begin Provided records

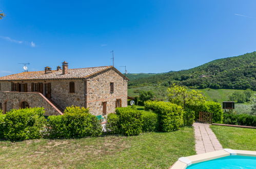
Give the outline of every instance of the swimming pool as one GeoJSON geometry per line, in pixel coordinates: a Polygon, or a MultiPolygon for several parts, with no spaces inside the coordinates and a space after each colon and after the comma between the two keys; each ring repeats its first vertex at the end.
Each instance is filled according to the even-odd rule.
{"type": "Polygon", "coordinates": [[[256,169],[256,151],[224,149],[183,157],[180,158],[170,168],[256,169]]]}
{"type": "Polygon", "coordinates": [[[188,166],[187,168],[256,169],[256,157],[229,156],[193,164],[188,166]]]}

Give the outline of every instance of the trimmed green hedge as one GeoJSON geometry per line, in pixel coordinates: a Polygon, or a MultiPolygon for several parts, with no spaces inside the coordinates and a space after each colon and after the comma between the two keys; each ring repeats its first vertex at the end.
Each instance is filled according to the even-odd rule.
{"type": "Polygon", "coordinates": [[[5,126],[4,120],[6,116],[6,115],[5,114],[0,114],[0,139],[5,138],[5,136],[4,135],[4,129],[5,126]]]}
{"type": "Polygon", "coordinates": [[[182,108],[175,104],[163,101],[145,102],[146,110],[152,110],[159,115],[160,130],[169,132],[180,129],[183,125],[182,108]]]}
{"type": "Polygon", "coordinates": [[[64,114],[48,117],[50,138],[82,138],[99,136],[102,128],[97,118],[84,108],[72,106],[66,108],[64,114]]]}
{"type": "Polygon", "coordinates": [[[43,108],[11,110],[3,120],[5,138],[15,141],[42,138],[46,121],[44,114],[43,108]]]}
{"type": "Polygon", "coordinates": [[[159,130],[158,115],[153,112],[141,111],[142,115],[142,131],[157,132],[159,130]]]}
{"type": "Polygon", "coordinates": [[[121,134],[132,136],[142,132],[141,112],[129,108],[117,108],[115,112],[119,116],[118,125],[121,134]]]}
{"type": "Polygon", "coordinates": [[[256,116],[246,114],[223,114],[223,123],[256,126],[256,116]]]}

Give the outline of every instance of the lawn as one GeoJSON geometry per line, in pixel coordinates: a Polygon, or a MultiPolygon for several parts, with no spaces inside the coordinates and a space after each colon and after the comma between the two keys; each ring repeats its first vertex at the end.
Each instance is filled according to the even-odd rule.
{"type": "Polygon", "coordinates": [[[0,141],[0,168],[168,168],[195,154],[193,128],[139,136],[0,141]]]}
{"type": "Polygon", "coordinates": [[[256,151],[256,129],[211,125],[223,148],[256,151]]]}

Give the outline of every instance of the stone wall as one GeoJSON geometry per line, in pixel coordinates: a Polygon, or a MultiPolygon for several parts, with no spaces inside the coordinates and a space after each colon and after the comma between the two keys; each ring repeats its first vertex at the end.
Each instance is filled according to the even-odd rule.
{"type": "Polygon", "coordinates": [[[21,103],[26,101],[30,107],[43,107],[45,115],[58,115],[62,113],[41,93],[31,92],[0,92],[0,102],[4,112],[12,109],[19,109],[21,103]],[[6,104],[6,107],[5,104],[6,104]],[[6,110],[5,110],[6,107],[6,110]]]}
{"type": "Polygon", "coordinates": [[[115,101],[122,99],[122,106],[127,106],[127,80],[113,69],[101,72],[87,79],[87,107],[94,115],[103,114],[103,102],[107,102],[107,114],[114,113],[115,101]],[[110,92],[114,82],[114,92],[110,92]]]}

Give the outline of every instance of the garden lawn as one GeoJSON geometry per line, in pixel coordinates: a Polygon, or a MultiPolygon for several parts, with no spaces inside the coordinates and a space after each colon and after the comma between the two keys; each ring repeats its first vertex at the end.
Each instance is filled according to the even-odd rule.
{"type": "Polygon", "coordinates": [[[224,149],[256,151],[256,129],[211,125],[224,149]]]}
{"type": "Polygon", "coordinates": [[[195,154],[193,128],[139,136],[0,141],[0,168],[168,168],[195,154]]]}

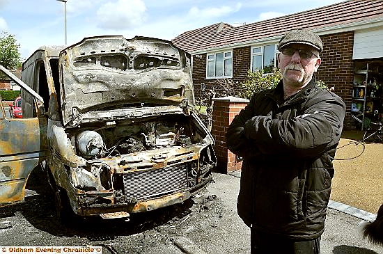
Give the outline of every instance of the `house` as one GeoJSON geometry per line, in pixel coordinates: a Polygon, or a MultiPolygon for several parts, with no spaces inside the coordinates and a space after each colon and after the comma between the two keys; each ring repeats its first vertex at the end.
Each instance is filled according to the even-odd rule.
{"type": "Polygon", "coordinates": [[[237,27],[221,22],[185,32],[172,41],[192,55],[193,82],[198,95],[201,88],[217,88],[223,80],[240,83],[248,70],[260,68],[267,72],[276,67],[278,42],[295,29],[312,30],[323,42],[316,76],[334,86],[345,101],[345,128],[363,129],[369,121],[380,120],[382,0],[345,1],[237,27]]]}

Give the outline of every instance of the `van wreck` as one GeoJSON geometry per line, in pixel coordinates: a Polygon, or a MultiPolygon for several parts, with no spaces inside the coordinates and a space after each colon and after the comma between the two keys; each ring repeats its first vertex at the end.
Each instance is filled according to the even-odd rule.
{"type": "MultiPolygon", "coordinates": [[[[171,42],[100,36],[41,47],[22,80],[44,100],[59,216],[69,201],[79,216],[127,217],[211,181],[214,141],[194,107],[189,55],[171,42]]],[[[41,118],[34,97],[22,97],[23,117],[41,118]]]]}

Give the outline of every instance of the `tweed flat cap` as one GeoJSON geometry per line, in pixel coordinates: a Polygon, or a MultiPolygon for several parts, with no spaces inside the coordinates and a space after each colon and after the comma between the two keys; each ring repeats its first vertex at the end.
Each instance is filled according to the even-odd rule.
{"type": "Polygon", "coordinates": [[[320,38],[311,31],[304,29],[292,30],[282,36],[278,45],[278,50],[281,51],[281,49],[293,43],[310,45],[319,50],[320,53],[323,50],[320,38]]]}

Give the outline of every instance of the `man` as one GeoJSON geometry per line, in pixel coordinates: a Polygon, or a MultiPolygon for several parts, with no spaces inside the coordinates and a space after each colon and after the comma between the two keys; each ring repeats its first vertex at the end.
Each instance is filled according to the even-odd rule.
{"type": "Polygon", "coordinates": [[[319,36],[291,31],[278,49],[282,80],[254,94],[226,134],[244,158],[238,214],[251,227],[251,253],[316,254],[345,105],[315,85],[319,36]]]}

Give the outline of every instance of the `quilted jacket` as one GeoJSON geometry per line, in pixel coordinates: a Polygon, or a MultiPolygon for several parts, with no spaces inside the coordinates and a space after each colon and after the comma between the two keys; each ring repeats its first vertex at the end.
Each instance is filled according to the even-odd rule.
{"type": "Polygon", "coordinates": [[[238,214],[258,232],[323,232],[345,105],[315,79],[286,100],[282,81],[256,93],[228,127],[227,147],[244,159],[238,214]]]}

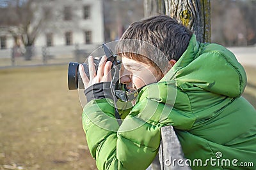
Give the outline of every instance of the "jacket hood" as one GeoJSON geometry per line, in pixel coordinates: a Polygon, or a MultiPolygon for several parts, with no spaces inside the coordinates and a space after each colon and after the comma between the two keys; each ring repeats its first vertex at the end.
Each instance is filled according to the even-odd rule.
{"type": "Polygon", "coordinates": [[[239,97],[247,81],[244,68],[230,51],[214,43],[199,43],[195,35],[166,78],[184,91],[199,87],[230,97],[239,97]]]}

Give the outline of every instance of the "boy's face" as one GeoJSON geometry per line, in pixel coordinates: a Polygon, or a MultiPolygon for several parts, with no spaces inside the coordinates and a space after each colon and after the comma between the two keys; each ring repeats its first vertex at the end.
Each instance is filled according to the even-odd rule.
{"type": "Polygon", "coordinates": [[[120,80],[130,90],[140,88],[160,80],[156,69],[147,64],[123,57],[120,80]]]}

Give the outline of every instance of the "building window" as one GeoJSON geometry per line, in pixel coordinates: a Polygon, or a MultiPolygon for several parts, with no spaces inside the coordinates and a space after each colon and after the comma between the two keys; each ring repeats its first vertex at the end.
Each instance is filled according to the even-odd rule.
{"type": "Polygon", "coordinates": [[[84,32],[84,39],[86,44],[90,44],[92,43],[92,31],[86,31],[84,32]]]}
{"type": "Polygon", "coordinates": [[[86,20],[90,18],[90,6],[89,5],[86,5],[84,6],[84,19],[86,20]]]}
{"type": "Polygon", "coordinates": [[[51,46],[53,45],[52,41],[53,41],[53,38],[52,38],[52,33],[48,33],[46,34],[46,46],[51,46]]]}
{"type": "Polygon", "coordinates": [[[71,6],[64,7],[64,20],[72,20],[72,10],[71,6]]]}
{"type": "Polygon", "coordinates": [[[6,49],[6,36],[0,37],[0,45],[1,45],[1,49],[6,49]]]}
{"type": "Polygon", "coordinates": [[[66,45],[71,45],[72,44],[72,34],[71,32],[67,32],[65,34],[66,39],[66,45]]]}

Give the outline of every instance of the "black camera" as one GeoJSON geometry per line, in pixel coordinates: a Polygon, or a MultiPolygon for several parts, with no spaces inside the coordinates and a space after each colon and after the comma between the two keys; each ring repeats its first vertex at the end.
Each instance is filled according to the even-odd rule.
{"type": "MultiPolygon", "coordinates": [[[[112,76],[114,76],[114,79],[115,79],[115,83],[117,83],[118,80],[119,79],[119,75],[115,74],[115,73],[118,71],[116,70],[116,68],[117,67],[118,69],[120,69],[120,62],[116,59],[116,55],[113,54],[111,50],[108,46],[106,46],[105,44],[103,44],[102,47],[103,48],[105,54],[108,57],[108,60],[111,61],[112,62],[112,67],[115,68],[115,70],[111,71],[111,74],[112,76]]],[[[96,73],[97,71],[101,58],[102,57],[99,59],[93,59],[96,73]]],[[[78,70],[79,64],[83,65],[84,72],[88,78],[90,78],[89,66],[87,64],[79,64],[77,62],[70,62],[69,63],[68,69],[68,86],[69,90],[76,90],[78,88],[80,89],[84,89],[83,81],[80,76],[79,71],[78,70]]]]}

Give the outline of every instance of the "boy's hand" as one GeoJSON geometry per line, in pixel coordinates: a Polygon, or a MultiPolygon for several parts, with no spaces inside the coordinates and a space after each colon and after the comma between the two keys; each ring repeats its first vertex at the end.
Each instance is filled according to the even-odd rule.
{"type": "Polygon", "coordinates": [[[79,65],[79,70],[85,89],[93,84],[111,81],[111,73],[110,71],[111,69],[112,62],[107,61],[107,59],[106,55],[102,57],[96,74],[93,58],[92,56],[88,57],[90,80],[85,74],[83,64],[79,65]]]}

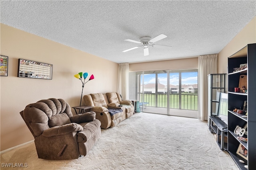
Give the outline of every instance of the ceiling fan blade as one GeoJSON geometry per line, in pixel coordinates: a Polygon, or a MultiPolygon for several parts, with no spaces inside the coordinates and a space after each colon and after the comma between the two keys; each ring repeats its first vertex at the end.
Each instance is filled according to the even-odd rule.
{"type": "Polygon", "coordinates": [[[137,46],[137,47],[135,47],[131,48],[130,48],[130,49],[127,49],[127,50],[124,50],[124,51],[122,51],[122,52],[126,52],[126,51],[130,51],[130,50],[133,50],[133,49],[136,49],[136,48],[139,48],[140,47],[140,46],[137,46]]]}
{"type": "Polygon", "coordinates": [[[158,41],[159,41],[162,39],[164,39],[164,38],[166,38],[167,37],[167,36],[165,35],[164,34],[161,34],[159,35],[158,35],[154,38],[152,38],[149,41],[148,43],[154,43],[155,42],[156,42],[158,41]]]}
{"type": "Polygon", "coordinates": [[[140,41],[138,41],[135,40],[133,40],[130,39],[125,39],[124,41],[127,41],[132,42],[133,43],[138,43],[138,44],[141,44],[141,42],[140,41]]]}
{"type": "Polygon", "coordinates": [[[148,48],[144,48],[144,56],[148,55],[149,55],[148,48]]]}
{"type": "Polygon", "coordinates": [[[152,47],[156,47],[159,48],[168,48],[172,47],[172,46],[170,46],[170,45],[160,45],[160,44],[152,44],[151,46],[152,47]]]}

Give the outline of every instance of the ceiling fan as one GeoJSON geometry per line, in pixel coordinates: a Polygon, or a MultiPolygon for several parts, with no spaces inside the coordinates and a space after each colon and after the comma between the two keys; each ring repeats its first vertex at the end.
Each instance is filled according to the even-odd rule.
{"type": "Polygon", "coordinates": [[[125,39],[124,41],[130,41],[133,43],[140,44],[141,45],[131,48],[126,50],[124,50],[122,52],[126,52],[126,51],[128,51],[130,50],[132,50],[134,49],[135,49],[143,46],[144,51],[144,56],[146,56],[146,55],[148,55],[149,54],[149,53],[148,52],[149,46],[151,46],[152,47],[154,47],[154,45],[161,45],[164,47],[172,47],[168,45],[160,45],[159,44],[154,44],[154,43],[155,43],[158,41],[162,39],[166,38],[166,37],[167,37],[167,36],[164,34],[161,34],[160,35],[158,35],[152,39],[151,39],[151,37],[147,36],[142,37],[140,39],[140,42],[138,41],[135,40],[133,40],[130,39],[125,39]]]}

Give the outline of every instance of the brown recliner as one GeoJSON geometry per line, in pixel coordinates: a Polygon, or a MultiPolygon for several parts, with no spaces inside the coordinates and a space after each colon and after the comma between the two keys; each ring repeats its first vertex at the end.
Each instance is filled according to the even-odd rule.
{"type": "Polygon", "coordinates": [[[34,136],[40,158],[69,160],[85,156],[101,134],[95,112],[73,116],[63,99],[39,101],[20,113],[34,136]]]}
{"type": "Polygon", "coordinates": [[[134,107],[132,104],[131,101],[123,100],[120,94],[117,92],[106,93],[106,94],[110,103],[108,104],[109,106],[112,104],[112,106],[114,105],[114,104],[116,104],[117,105],[119,105],[125,108],[124,109],[125,109],[125,116],[123,118],[122,120],[130,117],[133,115],[134,112],[134,107]]]}

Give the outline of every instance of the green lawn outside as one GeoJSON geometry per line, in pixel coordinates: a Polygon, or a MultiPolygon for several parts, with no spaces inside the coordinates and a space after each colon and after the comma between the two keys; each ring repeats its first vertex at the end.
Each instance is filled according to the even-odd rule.
{"type": "MultiPolygon", "coordinates": [[[[142,94],[140,94],[142,99],[142,94]]],[[[157,106],[156,104],[156,95],[154,94],[144,94],[144,101],[149,103],[147,106],[166,108],[167,95],[166,94],[158,94],[157,106]]],[[[197,94],[183,93],[181,94],[181,108],[179,105],[179,96],[178,94],[170,95],[170,107],[172,109],[180,109],[187,110],[198,110],[197,94]]]]}

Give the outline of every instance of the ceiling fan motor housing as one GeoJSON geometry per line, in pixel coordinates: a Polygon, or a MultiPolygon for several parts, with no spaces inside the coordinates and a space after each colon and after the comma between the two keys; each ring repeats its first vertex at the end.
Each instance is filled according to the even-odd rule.
{"type": "Polygon", "coordinates": [[[142,44],[148,44],[150,39],[151,39],[151,37],[147,36],[142,37],[140,39],[140,40],[142,44]]]}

end Provided records

■ **Set exercise**
Every line from the line containing "Give the outline of every instance of the ceiling fan motor" to the last line of the material above must be repeated exactly, and no other line.

■ **Full response**
Give the outline of every instance of the ceiling fan motor housing as one GeoJSON geometry per line, in pixel coordinates: a Polygon, or a MultiPolygon for several parts, with no spaces inside the coordinates and a space after each colon and after the comma between the two keys; each ring repeats its first vertex at the end.
Each instance is filled according to the even-odd rule.
{"type": "Polygon", "coordinates": [[[142,44],[148,44],[150,39],[151,39],[151,37],[147,36],[142,37],[140,39],[140,40],[142,44]]]}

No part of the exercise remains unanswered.